Your task:
Check each line of the material below for the word "neck". Say how many lines have it, and nothing else.

The data:
◇ ◇ ◇ ◇ ◇ ◇ ◇
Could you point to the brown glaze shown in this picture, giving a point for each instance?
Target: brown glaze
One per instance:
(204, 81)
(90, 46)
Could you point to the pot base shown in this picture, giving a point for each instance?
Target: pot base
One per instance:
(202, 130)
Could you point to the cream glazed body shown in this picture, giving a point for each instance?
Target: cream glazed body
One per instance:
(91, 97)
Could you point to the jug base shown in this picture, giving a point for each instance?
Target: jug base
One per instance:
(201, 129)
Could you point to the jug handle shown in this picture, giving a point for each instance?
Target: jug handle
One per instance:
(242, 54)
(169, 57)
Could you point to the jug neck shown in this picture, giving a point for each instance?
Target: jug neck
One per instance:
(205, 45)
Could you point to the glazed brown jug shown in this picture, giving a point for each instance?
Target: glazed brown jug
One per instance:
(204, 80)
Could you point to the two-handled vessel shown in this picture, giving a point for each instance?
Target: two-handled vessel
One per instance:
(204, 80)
◇ ◇ ◇ ◇ ◇ ◇ ◇
Task answer:
2